■ **Given request**: Report each line of the items below that contains the string "metal", and copy every such line in full.

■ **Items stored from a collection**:
-- start --
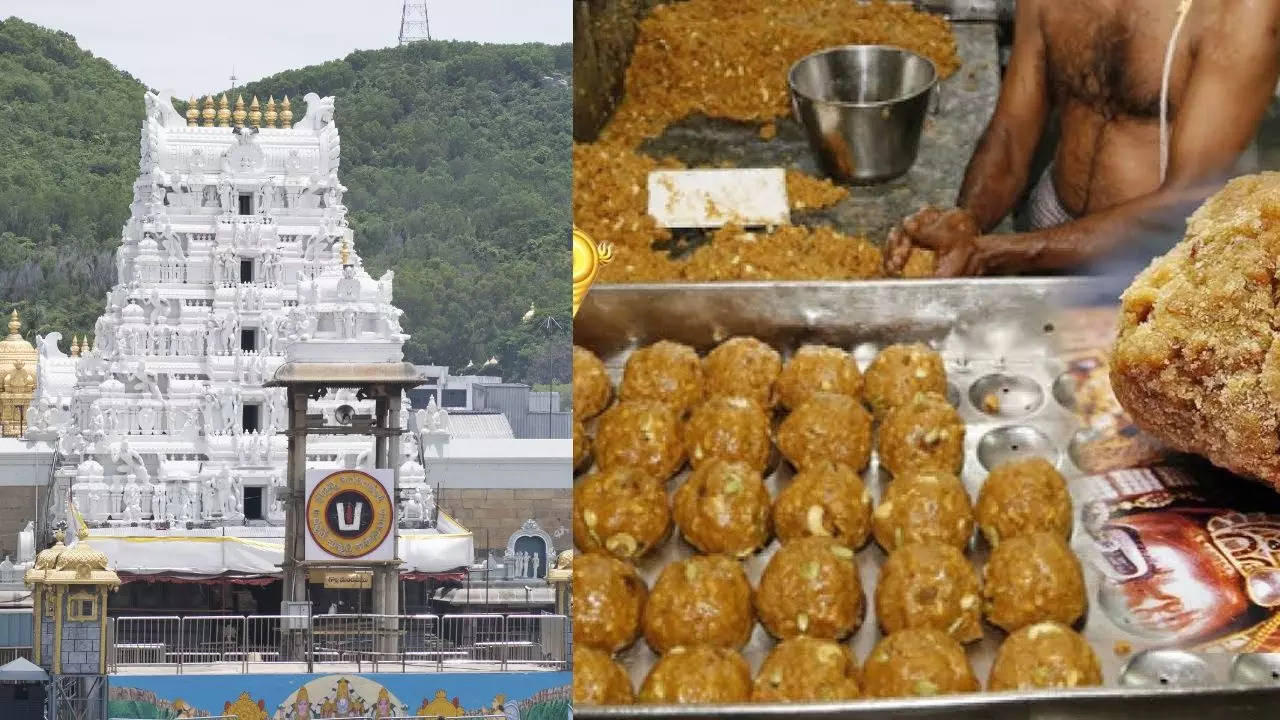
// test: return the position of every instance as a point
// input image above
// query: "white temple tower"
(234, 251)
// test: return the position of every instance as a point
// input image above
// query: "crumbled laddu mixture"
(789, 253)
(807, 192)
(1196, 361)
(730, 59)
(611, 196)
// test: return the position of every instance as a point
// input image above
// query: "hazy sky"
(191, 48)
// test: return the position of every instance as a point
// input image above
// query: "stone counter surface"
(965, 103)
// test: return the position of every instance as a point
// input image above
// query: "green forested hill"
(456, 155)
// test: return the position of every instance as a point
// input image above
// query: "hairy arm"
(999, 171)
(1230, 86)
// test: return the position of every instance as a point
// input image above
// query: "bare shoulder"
-- end --
-- start --
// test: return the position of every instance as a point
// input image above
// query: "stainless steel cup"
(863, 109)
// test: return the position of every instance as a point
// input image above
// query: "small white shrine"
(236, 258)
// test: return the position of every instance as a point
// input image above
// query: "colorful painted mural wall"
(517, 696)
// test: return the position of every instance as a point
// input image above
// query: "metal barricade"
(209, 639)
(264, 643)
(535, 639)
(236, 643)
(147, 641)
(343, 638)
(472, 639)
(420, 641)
-- end --
-- start --
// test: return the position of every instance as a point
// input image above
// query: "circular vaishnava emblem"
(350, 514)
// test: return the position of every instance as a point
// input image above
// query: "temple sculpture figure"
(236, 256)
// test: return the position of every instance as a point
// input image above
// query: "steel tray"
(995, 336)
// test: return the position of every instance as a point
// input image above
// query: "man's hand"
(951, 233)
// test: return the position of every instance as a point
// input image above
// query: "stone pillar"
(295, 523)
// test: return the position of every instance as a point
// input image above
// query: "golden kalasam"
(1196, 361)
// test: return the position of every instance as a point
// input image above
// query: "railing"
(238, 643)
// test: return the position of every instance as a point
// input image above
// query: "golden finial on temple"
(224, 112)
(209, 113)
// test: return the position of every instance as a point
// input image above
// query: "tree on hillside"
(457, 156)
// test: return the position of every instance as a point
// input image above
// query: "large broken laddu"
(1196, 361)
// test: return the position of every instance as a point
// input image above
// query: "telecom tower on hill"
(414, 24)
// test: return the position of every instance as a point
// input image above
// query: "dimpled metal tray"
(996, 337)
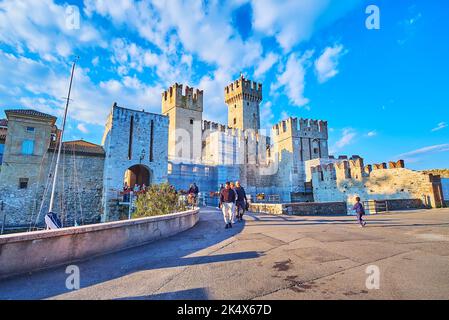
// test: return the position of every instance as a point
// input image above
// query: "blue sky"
-- end --
■ **Answer to the problem**:
// query: "metal barricade"
// query: "dimpled metal tray"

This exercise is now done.